━━━━━ Data provided ━━━━━

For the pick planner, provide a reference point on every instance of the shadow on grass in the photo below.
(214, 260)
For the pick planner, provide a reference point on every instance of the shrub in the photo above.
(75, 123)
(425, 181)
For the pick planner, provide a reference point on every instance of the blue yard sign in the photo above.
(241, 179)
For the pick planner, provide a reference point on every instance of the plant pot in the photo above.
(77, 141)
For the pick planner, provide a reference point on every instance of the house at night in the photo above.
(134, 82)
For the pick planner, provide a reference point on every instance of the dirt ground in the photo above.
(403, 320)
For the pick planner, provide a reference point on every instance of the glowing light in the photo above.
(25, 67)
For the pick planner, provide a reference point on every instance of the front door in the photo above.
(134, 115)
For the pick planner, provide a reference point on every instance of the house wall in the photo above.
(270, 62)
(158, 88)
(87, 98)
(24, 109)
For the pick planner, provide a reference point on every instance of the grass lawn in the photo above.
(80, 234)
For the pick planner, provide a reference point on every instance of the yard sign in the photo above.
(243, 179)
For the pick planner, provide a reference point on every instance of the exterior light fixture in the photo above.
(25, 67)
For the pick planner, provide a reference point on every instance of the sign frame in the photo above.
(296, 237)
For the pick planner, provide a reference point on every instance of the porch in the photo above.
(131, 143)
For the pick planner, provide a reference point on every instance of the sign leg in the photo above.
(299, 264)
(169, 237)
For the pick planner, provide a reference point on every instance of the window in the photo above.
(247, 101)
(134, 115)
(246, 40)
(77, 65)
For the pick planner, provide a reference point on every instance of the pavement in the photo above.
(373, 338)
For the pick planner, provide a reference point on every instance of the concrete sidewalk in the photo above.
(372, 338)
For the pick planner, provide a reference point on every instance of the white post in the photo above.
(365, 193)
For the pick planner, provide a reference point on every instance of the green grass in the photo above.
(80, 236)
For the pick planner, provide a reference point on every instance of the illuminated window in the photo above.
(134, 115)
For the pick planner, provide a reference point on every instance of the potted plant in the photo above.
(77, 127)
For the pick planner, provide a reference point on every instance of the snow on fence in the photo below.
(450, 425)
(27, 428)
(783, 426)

━━━━━

Exercise instructions
Render the listing above as a two-column CSV with the headers text and answer. Give one row for each thing asked, with its wording and its full answer each in one quoted field and line breaks turned into spaces.

Solution to this problem
text,answer
"For the pick planner, provide a reference point on every instance of the shadow on grass in the photo below.","(214, 260)"
"For the pick planner, provide a reference point on every instance of the shrub in the photo above.","(75, 123) (425, 181)"
"For the pick planner, provide a reference point on every instance of the blue yard sign in the photo above.","(241, 179)"
"For the pick planner, provide a reference point on every instance of the plant pot in the photo above.","(77, 141)"
"For the pick planner, provide a reference point on every instance of the house at night in the photo above.","(134, 82)"
"For the pick planner, provide a reference point on every instance of the dirt ground in the photo above.","(403, 320)"
"For the pick planner, provide a reference point on every instance of the glowing light in the photo above.","(25, 67)"
"For the pick planner, provide a reference point on every instance of the front door in the photo above.","(134, 115)"
"For the pick planner, provide a reference point on every instance of the house wall in the photo above.","(270, 62) (158, 88) (87, 98) (24, 109)"
"For the pick planner, provide a reference point on every instance of the grass lawn in the photo above.","(80, 234)"
"For the pick planner, provide a reference point on every instance of the yard sign in the photo above.","(243, 179)"
"For the pick planner, provide a reference point on every instance of the exterior light fixture in the photo above.","(25, 67)"
"For the pick planner, provide a reference point on every instance of the sign frame in the photo above.","(296, 237)"
"For the pick planner, provide a reference point on every instance of the porch in the photo above.","(131, 143)"
"For the pick planner, provide a reference point on every instance of the sign leg in the photo above.","(299, 264) (169, 237)"
"For the pick planner, provide a reference point on every instance of the window in the photo above.","(247, 101) (134, 115) (246, 40) (77, 65)"
"For the pick planner, provide a reference point on every instance of the pavement in the photo above.","(373, 338)"
"For the pick planner, provide a reference point on every instance of the concrete sidewalk in the photo above.","(372, 338)"
"For the pick planner, provide a reference point on every instance of the white post in the photo above.","(365, 193)"
"For the pick planner, provide a reference point on every instance of the green grass in the photo above.","(80, 236)"
"For the pick planner, provide a reference point on every instance of the illuminated window in the photo above.","(134, 115)"
"For the pick planner, provide a reference point on every instance of the potted plant in the photo above.","(77, 127)"
"For the pick planner, provide a reference point on every instance of the snow on fence in the photo below.","(450, 425) (27, 428) (783, 426)"